Goal: Please turn the items below into a JSON list of strings, one string per line, and leave out any blank lines.
━━━ Data shown ━━━
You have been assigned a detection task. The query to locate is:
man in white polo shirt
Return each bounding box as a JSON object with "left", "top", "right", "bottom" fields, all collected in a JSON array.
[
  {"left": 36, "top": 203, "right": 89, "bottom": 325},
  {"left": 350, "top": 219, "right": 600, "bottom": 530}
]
━━━
Answer to this exercise:
[
  "You have been assigned a detection task. The query to locate is:",
  "man in white polo shirt",
  "Return each bounding box as a JSON object with \"left\", \"top\", \"right\", \"bottom\" fields, all collected in a JSON array.",
  "[",
  "  {\"left\": 36, \"top\": 203, \"right\": 89, \"bottom\": 325},",
  "  {\"left\": 350, \"top\": 219, \"right\": 600, \"bottom\": 530}",
  "]"
]